EXERCISE DETAILS
Print all the records below word for word, leaving out the pictures.
===== DATASET
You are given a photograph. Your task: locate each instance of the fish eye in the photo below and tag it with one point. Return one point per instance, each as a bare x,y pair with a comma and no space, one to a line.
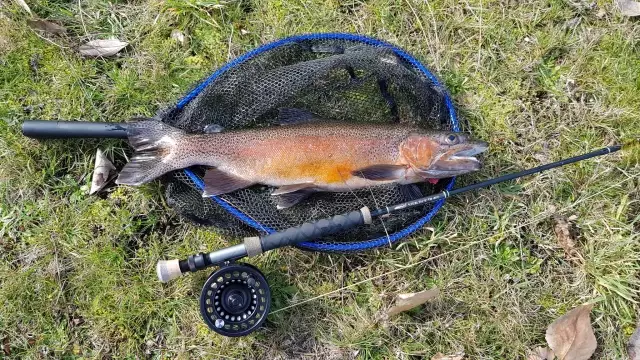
452,139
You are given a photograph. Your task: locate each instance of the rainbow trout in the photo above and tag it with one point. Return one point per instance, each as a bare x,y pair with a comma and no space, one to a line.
300,159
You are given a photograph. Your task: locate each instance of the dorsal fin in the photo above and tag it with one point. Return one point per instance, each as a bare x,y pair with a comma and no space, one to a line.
381,172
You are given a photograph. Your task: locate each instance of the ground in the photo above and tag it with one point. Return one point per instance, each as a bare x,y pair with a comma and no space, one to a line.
539,80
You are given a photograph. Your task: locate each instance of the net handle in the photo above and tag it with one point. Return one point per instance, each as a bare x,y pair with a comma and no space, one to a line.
42,129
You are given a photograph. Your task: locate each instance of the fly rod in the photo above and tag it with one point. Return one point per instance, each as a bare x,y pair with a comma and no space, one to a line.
310,231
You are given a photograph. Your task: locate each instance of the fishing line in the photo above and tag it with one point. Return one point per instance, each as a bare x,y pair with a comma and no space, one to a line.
305,72
536,219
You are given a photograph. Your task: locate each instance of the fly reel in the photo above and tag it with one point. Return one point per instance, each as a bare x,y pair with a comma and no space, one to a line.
235,300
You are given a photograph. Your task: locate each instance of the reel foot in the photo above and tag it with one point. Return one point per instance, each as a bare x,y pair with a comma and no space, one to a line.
235,300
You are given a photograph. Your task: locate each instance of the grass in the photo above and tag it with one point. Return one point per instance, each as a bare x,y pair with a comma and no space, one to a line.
539,80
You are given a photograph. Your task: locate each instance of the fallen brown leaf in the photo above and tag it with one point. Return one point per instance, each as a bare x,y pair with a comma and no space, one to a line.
633,346
405,302
565,237
47,26
541,353
571,335
440,356
104,48
178,36
101,172
24,5
629,8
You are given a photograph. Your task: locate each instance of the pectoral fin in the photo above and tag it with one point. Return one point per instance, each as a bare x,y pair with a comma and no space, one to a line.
285,189
381,172
217,182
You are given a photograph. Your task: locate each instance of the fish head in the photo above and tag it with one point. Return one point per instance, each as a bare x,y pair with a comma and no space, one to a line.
443,154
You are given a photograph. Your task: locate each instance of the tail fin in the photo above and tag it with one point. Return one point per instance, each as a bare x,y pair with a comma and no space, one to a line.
154,143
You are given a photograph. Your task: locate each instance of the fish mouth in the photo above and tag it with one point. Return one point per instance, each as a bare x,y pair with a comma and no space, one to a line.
457,160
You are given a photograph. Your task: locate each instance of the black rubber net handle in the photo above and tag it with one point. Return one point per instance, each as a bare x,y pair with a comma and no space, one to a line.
310,231
41,129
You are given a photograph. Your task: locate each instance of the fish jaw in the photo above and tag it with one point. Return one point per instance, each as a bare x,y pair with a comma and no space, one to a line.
456,160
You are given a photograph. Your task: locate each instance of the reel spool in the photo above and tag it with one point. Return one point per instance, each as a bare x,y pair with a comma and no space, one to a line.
235,300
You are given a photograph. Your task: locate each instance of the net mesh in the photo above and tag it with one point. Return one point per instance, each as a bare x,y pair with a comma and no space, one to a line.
338,79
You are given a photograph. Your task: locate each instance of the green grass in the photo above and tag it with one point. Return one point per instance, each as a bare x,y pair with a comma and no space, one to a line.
539,80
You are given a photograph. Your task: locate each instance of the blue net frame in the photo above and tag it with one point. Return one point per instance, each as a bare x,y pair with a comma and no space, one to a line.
324,246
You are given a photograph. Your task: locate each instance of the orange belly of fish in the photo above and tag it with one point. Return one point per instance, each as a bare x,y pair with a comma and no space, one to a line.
327,172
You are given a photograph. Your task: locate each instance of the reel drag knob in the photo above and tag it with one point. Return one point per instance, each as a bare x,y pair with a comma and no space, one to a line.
235,300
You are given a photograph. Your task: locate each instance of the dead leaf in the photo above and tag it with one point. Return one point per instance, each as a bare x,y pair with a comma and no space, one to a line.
101,172
441,356
24,5
565,237
103,48
47,26
633,346
571,335
541,353
629,8
178,36
405,302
==========
RESULT OF THIS EXERCISE
You are given a photograph. Your task: locate each instance of the fish eye in the photo below and tag it with one point. Return one point per instance, each as a bare x,y pair with a comma and no space, one to a line.
452,139
You are given a photograph. Your task: locate each instance of the rainbow trout in the photo above and tag it with one point. Return one point per instance, each as a bare x,y pair with a comma and no space, one to a line.
300,159
You are given a photograph. Your task: locate each instance of the dorsal fin in the photo above and tag it with one point. Return one point per instance, each as a bare x,y pair with a comma and no space, one to a line.
381,172
You are given a photograph. Your task: locate each instance of the ground in the photo above and tag it with one point. Return one point per instance, each as a bare x,y pair with a comma and no space, one to a line.
539,80
You are given a photograph. Your task: locate each instance of the net handle in the photo above and tag it with one point. Return one point per instance, each as a bare x,y pair with a comma and no space, one to a line.
42,129
You are given a photograph. Your task: locate each instance of the fly rod in the photo above and tag it with one point. Return one point per instance, each as a bare x,y pair with a comma and no space, one to a line.
310,231
You are given a photograph. Your task: locate each instance of the fishing line in the photo above and tag it with one point. Return one point per instance, each as a bare x,y pair with a comma and no space, one to a line.
305,72
536,219
You are given a photograph. Your task: locate each instance of the fly reel in the photo above and tag it with one point. Return one point per instance, each as a bare x,y pair with a comma and no space, one to a line.
235,300
You are given a photograph. Your task: locate each instance of the reel foot in the photo above and tag it with one point. Return one point per instance, each as a bare x,y pair with a comma and no space, one to a line.
235,300
You are given a photograph. Your task: locate each instance of the grass in the photo above and tag it with one point. Return one point per instance, each as a bare x,y pair with a comma and no space, one to a line.
539,80
You are given a photograph. Your task: locate each instance of the fallen brown leaf in the photo above and tag it with one point. Return one point per instance, each as a bare x,y pair with a comma and no space, one to a line.
633,346
405,302
565,237
47,26
541,353
571,335
440,356
104,48
178,36
101,172
24,5
629,8
You are given a photograph. Your task: locate each instance of the pectoral fin in the photo above and tag it with one point. Return one point per instance, each as a bare x,y pair with a comma and no space, one to a line.
285,189
381,172
217,182
You are given a photograph. Your task: locate each instance of the fish head in the photo above and tag it with one point. Return one point per instance, each as a bare x,y pair with a comma and no space, one to a line.
443,154
You are given a photograph. Your task: locate each instance of the tail fin in the photo above and tag it with one point. Return one point per instance, each as a bare x,y pair with a comma and no space, one to a line.
154,143
You are given a photograph. Your task: locate each instance of the fish mouth in the photo above and tag it with one point. Return one point per instance, each as a bare x,y pair with a comma and no space, one to a line.
457,160
You are given a photograph. Your task: locate each instance of the black rubber net handle in the photo above and tag it with one point. Return one point per instance, each as a bare x,y pair with a comma and no space, one to a line.
310,231
41,129
You are given a photograph. Your task: locate each instance of the fish jaw in the photo above and tag it with one point. Return one point per instance, each as a bare x,y pair with a comma and no space, one to a line.
456,160
You are given a photograph. Your task: locate each instance of the reel spool in the photo above and tag it with one point. Return one point per instance, each as a bare x,y pair with a comma and no space, one to a line.
235,300
You are given a photograph. Your task: locate each instance of the net mesh in the photo above and tag it with one point. Return one point per instance, each as a bare x,y pair with a comma and no space, one to a line.
338,79
You are given a photograph. Your task: locate each instance of the green grass in the photo above and tag it with one point. Return one point per instance, each as a bare x,y pair with a comma and no space, one to a line.
539,80
You are given a photograph. Your task: locate each instance of the blue net frame in the photo above and tag it with one point. Return one point per instance, each as a bare x,y pair with a comma and no space, one to a line.
324,246
You are given a photograph. Your task: locate each instance of the orange belly of fish in the photo above and tag it with one point. Return one point per instance, each as a bare x,y pair with a comma and no space, one to a line.
327,172
You are given a photograph. Your task: locate each instance of the reel drag knob in the photo above and tag it with one point. Return one point per instance, each as a bare x,y pair with a comma and no space, one to a line.
235,300
You are given a photograph. Your task: locate each instance of the dead leaf in the photo above and tag it with one point. Return one point per instance, each as a bare x,y pair with a comma and no space, one to a line.
101,172
441,356
24,5
565,237
103,48
47,26
633,346
571,335
541,353
629,8
178,36
405,302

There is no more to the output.